→ Data for this exercise:
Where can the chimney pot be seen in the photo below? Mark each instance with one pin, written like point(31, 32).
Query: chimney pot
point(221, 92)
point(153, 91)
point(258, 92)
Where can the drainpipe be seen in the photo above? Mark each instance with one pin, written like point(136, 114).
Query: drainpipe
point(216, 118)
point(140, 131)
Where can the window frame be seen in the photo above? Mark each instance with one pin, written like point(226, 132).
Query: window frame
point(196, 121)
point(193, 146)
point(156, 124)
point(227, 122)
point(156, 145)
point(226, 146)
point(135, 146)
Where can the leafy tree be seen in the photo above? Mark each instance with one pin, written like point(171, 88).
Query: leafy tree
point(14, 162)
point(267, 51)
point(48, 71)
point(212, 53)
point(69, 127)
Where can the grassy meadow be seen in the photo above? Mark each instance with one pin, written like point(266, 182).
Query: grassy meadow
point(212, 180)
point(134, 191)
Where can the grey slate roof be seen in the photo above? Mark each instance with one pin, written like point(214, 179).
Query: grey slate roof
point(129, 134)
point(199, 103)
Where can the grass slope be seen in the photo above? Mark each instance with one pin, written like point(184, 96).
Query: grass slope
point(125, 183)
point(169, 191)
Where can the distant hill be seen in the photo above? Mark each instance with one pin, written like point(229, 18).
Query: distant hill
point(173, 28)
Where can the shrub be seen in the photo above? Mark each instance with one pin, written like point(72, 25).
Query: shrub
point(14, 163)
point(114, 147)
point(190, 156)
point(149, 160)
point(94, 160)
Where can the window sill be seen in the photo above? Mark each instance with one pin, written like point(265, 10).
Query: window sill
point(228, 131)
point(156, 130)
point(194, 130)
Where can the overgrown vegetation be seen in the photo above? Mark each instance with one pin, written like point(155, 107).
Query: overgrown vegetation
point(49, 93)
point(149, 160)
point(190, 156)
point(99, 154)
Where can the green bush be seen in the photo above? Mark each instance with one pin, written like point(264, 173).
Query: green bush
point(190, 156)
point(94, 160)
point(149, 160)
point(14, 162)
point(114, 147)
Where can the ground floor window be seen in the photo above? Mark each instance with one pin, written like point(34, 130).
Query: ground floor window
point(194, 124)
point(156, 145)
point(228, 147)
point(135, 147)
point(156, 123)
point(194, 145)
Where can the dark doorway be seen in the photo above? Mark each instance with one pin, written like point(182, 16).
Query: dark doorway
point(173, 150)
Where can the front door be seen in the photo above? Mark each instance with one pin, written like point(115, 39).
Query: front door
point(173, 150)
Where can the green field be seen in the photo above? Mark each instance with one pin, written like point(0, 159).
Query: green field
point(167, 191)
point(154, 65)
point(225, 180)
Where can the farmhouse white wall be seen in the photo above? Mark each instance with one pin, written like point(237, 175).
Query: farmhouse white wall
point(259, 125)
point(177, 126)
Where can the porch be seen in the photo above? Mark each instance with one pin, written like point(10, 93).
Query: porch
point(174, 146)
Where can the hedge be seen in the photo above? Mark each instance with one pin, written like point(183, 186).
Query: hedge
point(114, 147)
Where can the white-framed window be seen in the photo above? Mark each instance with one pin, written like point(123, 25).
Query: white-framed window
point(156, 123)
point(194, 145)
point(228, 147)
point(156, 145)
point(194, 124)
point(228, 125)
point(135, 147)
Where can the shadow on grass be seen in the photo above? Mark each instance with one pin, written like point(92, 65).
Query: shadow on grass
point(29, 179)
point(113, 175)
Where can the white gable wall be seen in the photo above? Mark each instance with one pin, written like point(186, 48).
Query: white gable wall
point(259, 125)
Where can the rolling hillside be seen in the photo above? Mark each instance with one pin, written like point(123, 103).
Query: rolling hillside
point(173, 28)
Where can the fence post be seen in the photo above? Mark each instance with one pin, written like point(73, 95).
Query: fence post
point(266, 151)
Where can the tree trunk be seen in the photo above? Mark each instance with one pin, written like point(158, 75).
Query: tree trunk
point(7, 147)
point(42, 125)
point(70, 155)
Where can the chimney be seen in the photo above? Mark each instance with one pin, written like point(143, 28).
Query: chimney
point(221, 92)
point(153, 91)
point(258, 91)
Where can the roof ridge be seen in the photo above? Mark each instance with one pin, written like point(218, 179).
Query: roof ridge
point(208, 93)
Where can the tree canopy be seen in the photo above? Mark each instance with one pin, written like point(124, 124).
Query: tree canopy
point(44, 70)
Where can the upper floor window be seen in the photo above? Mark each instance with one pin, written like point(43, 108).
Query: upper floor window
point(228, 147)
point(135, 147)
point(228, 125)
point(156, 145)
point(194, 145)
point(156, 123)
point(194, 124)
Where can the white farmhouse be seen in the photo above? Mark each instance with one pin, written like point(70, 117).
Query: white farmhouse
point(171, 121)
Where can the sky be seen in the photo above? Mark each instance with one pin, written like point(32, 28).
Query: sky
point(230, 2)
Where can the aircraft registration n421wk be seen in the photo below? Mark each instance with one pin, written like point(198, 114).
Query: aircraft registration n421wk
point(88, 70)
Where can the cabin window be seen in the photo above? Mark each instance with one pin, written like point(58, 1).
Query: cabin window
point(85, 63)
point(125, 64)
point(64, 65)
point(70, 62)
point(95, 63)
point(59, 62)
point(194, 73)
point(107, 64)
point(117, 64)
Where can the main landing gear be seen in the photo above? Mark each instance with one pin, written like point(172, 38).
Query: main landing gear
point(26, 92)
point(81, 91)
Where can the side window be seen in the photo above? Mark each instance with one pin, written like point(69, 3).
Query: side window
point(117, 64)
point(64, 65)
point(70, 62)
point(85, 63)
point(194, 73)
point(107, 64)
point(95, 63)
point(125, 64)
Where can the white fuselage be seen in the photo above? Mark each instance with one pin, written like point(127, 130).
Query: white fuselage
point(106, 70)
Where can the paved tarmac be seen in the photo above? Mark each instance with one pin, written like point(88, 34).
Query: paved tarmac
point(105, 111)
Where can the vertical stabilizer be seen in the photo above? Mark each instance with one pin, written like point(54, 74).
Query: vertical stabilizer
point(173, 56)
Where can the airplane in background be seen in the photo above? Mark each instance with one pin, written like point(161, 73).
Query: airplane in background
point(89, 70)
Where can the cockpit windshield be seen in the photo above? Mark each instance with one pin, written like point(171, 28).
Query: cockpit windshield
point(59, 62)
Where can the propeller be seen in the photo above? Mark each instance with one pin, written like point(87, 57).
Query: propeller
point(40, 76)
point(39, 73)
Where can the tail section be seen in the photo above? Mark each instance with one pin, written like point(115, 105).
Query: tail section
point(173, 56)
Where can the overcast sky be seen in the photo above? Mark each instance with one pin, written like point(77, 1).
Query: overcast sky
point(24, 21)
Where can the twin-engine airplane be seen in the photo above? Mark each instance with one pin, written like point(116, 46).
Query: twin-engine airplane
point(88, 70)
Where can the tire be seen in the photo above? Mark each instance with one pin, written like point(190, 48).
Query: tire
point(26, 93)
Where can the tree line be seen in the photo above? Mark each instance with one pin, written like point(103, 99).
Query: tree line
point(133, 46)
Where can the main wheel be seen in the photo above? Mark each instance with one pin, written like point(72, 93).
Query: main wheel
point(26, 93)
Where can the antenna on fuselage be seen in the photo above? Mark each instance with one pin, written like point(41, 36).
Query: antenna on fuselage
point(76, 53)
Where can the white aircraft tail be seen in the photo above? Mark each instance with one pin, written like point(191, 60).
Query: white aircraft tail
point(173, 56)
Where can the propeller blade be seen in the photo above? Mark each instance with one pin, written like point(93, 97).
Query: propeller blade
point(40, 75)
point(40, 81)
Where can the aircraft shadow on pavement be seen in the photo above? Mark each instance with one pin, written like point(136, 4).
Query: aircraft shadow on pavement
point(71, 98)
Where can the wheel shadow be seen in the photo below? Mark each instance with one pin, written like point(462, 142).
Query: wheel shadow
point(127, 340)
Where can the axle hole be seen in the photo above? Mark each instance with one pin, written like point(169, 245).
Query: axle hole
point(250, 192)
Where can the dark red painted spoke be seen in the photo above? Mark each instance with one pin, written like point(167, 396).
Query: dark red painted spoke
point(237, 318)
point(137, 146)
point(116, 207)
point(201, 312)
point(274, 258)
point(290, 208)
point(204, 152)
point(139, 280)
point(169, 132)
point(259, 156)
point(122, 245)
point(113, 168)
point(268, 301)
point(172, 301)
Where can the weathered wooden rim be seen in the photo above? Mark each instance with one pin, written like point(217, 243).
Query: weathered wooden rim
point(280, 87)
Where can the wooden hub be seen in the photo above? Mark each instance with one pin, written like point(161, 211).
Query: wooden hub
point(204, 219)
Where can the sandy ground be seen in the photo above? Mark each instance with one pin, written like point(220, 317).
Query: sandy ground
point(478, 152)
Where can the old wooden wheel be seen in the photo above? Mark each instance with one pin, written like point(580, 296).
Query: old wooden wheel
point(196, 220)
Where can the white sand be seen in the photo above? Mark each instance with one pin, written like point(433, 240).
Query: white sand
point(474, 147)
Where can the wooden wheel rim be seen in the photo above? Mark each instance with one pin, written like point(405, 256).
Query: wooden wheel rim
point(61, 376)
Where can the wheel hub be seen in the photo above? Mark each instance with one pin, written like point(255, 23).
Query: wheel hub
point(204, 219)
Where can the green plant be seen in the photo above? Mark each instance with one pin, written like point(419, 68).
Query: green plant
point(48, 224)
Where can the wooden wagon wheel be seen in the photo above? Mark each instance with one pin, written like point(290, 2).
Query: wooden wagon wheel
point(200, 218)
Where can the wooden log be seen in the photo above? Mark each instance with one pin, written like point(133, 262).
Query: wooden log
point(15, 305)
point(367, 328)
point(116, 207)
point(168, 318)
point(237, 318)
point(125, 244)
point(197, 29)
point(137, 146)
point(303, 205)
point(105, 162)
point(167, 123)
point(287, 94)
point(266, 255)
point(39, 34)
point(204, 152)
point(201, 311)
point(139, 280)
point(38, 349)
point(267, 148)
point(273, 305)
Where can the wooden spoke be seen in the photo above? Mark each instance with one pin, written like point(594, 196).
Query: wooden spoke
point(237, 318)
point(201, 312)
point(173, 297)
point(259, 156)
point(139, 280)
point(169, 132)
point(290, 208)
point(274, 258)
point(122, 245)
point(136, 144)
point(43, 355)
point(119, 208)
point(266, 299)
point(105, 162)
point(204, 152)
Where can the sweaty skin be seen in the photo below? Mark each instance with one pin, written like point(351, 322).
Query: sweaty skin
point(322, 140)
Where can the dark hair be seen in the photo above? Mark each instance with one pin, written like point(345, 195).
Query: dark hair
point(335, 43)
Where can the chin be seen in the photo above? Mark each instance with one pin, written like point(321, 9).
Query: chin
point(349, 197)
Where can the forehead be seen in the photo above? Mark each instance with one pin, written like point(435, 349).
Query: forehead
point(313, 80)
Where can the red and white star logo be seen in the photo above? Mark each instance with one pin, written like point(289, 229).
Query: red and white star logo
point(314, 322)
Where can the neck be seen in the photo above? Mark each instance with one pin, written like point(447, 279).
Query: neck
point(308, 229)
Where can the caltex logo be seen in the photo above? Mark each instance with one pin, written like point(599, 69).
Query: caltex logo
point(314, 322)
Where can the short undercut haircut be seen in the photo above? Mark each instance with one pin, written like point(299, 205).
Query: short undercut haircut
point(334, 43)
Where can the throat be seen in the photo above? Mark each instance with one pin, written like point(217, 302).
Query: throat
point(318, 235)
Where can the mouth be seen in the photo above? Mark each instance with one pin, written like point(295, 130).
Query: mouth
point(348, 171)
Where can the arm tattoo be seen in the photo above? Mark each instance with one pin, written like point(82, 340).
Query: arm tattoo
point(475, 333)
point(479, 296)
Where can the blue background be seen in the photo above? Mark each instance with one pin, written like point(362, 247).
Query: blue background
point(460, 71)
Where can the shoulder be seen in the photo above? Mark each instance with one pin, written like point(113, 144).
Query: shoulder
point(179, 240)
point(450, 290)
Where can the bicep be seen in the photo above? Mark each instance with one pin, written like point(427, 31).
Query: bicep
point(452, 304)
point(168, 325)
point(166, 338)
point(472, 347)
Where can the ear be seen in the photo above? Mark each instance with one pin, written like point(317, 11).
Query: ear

→ Problem details:
Which lines of the material above hold the string "below"? Pull them out.

→ Result of this exercise:
Where can the chimney pot be seen in the photo below? Mark each instance with one pin, written like point(31, 32).
Where can the aircraft registration n421wk be seen in the photo below? Mark each instance with one pin, written like point(198, 114).
Where can the wheel shadow be seen in the photo below? Mark each instance with one pin, written like point(462, 142).
Where can the sweaty skin be seen in the photo below? Mark each instance with one pin, written like point(351, 322).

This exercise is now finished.